The RCPI debate will take place at 6:00pm tomorrow Monday, at the college’s headquarters on Kildare Street, Dublin, and will wave the banner “Join the National Conversation on Alcohol: Who’s calling the shots.

Diageo is not aware yet, but Guinness porter of course was first accidentally conceived in the early to mid 1700’s at the Palace of Archbishop Price, here in Cashel, Co Tipperary, now known as the Cashel Palace Hotel. Estate manager and Arthur’s father, Richard Guinness, was in charge of supervising the brewing of beer for the estates employees on the Archbishop Price estate. Supplying beer to employees at that time was considered part of their weekly entitlement.  A servant was dispatched from the estate to purchase and convey the necessary beer making materials from Ryan’s brewery stores here in Main Street, Thurles, latter now known as Cathedral Street. (Time for Urban Councillors to erect another Memorial Plaque in St Mary’s Graveyard perhaps.)

In the brewing process, later back in Cashel, some of these ingredients, barley possibly, was accidentally over heated in error, in fact roasted until virtually black, thus giving that unique burnt flavour known to us today as porters ale or Guinness porter and described by the then Archbishop as being “a brew of a very palatable nature.”

++++++++

## What to do
a – In the passage on the origins of Guinness porter, who supervised the brewing of beer for the estate's employees?
b – Quote everything in the Guinness porter passage from "Diageo is not" down to "Mary’s Graveyard perhaps.)".

## Information shown
++++++++

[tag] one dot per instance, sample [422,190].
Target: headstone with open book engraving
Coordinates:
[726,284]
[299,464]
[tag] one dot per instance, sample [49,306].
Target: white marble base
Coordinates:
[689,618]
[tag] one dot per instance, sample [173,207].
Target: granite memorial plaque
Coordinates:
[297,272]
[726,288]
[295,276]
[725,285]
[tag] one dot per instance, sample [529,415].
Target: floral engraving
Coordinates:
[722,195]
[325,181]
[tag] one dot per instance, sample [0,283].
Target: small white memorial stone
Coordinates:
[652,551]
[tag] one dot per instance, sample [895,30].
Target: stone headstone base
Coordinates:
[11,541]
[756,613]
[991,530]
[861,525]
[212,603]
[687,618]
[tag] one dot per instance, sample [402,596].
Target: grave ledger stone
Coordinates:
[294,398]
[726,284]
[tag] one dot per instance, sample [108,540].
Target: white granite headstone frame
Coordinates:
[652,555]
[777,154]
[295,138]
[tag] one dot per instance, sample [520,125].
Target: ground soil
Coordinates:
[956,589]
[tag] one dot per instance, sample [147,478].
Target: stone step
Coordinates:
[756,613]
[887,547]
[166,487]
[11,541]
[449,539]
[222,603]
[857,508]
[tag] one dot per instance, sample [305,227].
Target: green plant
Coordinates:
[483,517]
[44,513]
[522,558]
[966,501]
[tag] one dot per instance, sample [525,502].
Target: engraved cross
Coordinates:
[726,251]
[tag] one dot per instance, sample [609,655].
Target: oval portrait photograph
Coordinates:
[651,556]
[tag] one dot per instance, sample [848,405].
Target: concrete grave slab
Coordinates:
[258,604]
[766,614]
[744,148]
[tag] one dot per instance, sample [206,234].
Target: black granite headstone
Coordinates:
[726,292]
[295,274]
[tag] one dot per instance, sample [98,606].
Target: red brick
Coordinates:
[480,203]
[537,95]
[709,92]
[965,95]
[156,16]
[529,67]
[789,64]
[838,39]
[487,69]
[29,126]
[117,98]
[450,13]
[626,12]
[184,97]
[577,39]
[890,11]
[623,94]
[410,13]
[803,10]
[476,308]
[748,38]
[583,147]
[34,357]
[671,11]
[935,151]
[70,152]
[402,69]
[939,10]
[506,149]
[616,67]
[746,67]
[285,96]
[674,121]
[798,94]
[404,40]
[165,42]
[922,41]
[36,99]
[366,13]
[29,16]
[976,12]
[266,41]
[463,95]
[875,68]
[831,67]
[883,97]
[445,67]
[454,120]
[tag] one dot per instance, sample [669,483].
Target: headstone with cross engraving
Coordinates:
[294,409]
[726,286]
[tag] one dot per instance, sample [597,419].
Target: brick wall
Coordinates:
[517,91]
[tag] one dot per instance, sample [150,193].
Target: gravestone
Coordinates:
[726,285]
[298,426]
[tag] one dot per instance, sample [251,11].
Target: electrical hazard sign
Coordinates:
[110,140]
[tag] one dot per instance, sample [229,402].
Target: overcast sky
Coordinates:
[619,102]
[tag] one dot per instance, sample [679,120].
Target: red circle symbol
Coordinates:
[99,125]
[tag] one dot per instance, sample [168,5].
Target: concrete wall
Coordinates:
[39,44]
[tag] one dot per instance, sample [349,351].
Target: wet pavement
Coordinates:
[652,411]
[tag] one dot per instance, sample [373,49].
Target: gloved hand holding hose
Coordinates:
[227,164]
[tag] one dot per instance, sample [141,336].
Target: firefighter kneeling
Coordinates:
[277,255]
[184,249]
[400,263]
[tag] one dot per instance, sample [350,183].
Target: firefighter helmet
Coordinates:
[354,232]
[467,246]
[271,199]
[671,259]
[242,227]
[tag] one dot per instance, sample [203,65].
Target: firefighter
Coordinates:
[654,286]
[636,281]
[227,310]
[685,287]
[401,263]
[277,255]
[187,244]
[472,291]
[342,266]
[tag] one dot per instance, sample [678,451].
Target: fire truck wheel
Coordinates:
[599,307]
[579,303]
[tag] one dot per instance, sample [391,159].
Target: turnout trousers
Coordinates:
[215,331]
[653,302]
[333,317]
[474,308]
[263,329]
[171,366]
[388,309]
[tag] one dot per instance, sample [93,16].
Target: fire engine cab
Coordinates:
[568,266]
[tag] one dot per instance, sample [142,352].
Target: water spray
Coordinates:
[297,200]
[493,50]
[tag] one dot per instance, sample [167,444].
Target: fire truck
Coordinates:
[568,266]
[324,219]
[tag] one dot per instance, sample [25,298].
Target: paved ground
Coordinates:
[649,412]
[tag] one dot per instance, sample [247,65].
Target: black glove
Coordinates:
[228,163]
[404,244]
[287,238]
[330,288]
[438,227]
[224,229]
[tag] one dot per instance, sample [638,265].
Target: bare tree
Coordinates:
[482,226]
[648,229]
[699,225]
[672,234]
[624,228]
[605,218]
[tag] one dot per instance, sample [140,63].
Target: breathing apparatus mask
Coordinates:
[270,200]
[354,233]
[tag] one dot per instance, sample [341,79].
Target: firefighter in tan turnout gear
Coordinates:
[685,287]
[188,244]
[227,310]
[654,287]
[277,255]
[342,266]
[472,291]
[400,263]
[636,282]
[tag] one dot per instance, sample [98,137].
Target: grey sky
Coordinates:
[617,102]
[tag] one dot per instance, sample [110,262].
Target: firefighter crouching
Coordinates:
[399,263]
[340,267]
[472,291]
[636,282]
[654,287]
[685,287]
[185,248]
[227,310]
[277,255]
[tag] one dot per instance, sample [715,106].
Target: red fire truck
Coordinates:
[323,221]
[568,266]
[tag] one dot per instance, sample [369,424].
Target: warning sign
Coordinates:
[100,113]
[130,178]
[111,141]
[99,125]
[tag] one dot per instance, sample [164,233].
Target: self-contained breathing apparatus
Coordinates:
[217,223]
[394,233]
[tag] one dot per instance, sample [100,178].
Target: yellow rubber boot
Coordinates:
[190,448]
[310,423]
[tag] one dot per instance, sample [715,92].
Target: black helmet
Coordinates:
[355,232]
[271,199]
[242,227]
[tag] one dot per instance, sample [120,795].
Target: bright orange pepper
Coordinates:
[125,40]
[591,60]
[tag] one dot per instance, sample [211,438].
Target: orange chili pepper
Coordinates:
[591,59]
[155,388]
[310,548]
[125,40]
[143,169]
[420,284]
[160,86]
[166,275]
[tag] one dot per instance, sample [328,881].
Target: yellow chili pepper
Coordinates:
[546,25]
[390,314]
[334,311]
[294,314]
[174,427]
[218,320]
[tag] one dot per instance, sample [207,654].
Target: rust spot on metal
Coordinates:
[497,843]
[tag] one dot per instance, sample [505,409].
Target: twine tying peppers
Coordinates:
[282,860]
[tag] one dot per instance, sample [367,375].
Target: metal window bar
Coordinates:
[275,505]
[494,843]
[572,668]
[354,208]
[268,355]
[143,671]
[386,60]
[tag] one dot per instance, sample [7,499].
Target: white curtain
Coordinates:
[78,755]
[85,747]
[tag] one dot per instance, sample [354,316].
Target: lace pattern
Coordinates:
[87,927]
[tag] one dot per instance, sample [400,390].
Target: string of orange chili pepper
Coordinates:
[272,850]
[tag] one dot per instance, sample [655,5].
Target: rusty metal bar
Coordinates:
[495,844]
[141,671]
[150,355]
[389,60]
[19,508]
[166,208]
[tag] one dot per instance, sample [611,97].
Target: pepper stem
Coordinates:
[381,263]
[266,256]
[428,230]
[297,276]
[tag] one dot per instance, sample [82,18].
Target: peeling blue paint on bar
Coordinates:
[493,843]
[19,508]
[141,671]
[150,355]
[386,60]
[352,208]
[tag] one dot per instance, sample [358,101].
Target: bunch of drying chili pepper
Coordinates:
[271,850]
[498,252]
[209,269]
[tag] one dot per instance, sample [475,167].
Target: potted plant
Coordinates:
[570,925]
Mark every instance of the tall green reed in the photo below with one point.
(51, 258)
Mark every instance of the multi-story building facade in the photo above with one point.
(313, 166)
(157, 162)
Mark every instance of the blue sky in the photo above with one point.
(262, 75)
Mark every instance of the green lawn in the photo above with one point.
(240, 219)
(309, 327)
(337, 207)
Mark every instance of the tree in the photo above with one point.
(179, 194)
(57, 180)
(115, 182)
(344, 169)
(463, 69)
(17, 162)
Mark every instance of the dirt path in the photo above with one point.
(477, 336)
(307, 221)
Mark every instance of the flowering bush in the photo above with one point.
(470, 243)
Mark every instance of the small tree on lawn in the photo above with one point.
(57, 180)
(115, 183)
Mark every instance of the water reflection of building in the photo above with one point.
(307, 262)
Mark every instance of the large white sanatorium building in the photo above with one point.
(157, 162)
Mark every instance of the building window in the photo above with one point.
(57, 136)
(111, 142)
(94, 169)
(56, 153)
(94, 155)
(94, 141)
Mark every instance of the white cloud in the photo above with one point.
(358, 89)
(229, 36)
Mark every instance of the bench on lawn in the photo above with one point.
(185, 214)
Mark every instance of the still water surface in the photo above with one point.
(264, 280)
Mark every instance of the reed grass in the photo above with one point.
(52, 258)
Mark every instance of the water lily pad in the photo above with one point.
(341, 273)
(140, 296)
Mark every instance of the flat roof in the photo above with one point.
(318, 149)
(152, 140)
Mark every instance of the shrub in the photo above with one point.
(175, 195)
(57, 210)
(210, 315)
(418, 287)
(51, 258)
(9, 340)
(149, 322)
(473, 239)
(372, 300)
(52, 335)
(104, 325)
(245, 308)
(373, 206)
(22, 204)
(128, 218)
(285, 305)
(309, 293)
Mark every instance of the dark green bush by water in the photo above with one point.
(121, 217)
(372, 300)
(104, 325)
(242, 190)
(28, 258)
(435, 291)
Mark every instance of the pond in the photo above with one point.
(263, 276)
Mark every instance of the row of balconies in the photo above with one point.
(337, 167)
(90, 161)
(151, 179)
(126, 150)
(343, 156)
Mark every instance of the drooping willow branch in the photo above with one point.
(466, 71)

++++++++

## The responses
a – Richard Guinness, the estate manager and Arthur's father.

b –
Diageo is not aware yet, but Guinness porter of course was first accidentally conceived in the early to mid 1700’s at the Palace of Archbishop Price, here in Cashel, Co Tipperary, now known as the Cashel Palace Hotel. Estate manager and Arthur’s father, Richard Guinness, was in charge of supervising the brewing of beer for the estates employees on the Archbishop Price estate. Supplying beer to employees at that time was considered part of their weekly entitlement.  A servant was dispatched from the estate to purchase and convey the necessary beer making materials from Ryan’s brewery stores here in Main Street, Thurles, latter now known as Cathedral Street. (Time for Urban Councillors to erect another Memorial Plaque in St Mary’s Graveyard perhaps.)